SOURCE MATERIAL: Begin
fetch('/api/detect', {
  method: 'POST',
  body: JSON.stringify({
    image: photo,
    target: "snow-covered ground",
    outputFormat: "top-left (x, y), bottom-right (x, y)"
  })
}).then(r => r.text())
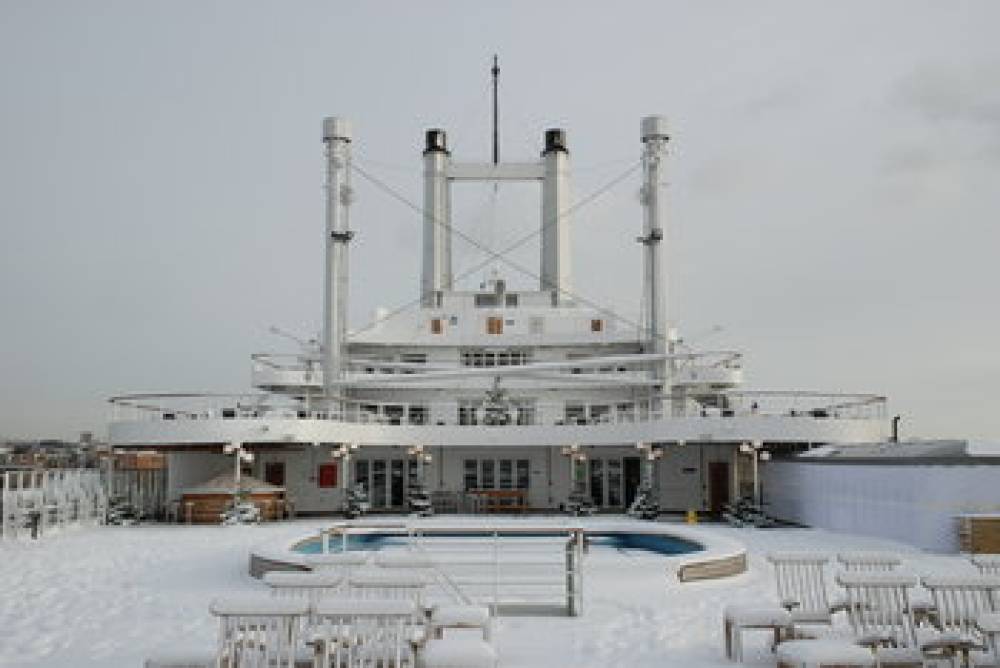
top-left (0, 518), bottom-right (971, 668)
SOURCE MATERIAL: End
| TASK DIRECTIONS |
Pictures are to be omitted from the copy, and only the lines from the one containing "(x, y), bottom-right" through the final line of the listing above are to be written out exactly.

| ANSWER SECTION |
    outputFormat: "top-left (x, y), bottom-right (x, y)"
  })
}).then(r => r.text())
top-left (0, 518), bottom-right (971, 668)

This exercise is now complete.